DIRECTIONS: List each line from the entries below that contains the string "hard", copying every such line in full.

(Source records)
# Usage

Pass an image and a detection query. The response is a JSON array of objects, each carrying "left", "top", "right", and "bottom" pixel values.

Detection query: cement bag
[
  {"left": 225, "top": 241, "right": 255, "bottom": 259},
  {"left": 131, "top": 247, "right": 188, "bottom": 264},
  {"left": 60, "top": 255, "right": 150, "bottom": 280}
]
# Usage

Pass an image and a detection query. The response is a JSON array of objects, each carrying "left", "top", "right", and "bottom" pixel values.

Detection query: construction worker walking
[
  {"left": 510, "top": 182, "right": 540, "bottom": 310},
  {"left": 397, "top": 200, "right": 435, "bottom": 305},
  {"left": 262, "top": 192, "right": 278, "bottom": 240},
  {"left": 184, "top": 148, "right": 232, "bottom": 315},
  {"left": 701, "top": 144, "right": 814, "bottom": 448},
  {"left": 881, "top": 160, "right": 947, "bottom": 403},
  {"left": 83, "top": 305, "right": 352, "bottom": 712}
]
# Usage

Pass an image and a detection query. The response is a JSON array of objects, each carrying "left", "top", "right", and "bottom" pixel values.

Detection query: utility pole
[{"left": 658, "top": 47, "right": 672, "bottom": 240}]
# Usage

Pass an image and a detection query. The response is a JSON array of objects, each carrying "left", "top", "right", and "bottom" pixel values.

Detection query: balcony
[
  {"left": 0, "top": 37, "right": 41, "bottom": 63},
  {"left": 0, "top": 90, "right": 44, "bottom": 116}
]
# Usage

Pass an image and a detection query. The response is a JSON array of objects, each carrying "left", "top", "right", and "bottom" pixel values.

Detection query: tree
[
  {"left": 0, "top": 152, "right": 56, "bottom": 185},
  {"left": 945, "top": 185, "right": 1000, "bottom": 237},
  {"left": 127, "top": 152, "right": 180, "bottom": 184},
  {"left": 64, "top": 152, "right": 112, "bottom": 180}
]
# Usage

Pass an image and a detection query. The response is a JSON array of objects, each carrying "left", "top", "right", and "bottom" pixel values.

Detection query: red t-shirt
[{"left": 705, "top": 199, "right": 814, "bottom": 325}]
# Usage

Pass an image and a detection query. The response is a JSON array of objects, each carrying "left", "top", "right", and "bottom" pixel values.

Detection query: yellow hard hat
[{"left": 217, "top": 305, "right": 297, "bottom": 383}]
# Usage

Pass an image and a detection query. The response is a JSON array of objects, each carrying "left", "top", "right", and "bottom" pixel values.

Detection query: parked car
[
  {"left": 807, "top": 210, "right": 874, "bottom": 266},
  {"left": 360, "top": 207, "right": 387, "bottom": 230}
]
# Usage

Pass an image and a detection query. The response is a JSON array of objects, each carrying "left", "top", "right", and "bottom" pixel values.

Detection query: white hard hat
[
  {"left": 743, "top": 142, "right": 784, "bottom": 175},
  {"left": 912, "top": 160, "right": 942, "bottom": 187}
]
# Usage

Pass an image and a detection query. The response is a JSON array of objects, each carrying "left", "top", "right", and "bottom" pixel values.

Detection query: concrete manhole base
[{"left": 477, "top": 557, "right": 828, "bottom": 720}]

RESPONSE TO THE TASK:
Detection query: yellow hard hat
Detection query: white hard hat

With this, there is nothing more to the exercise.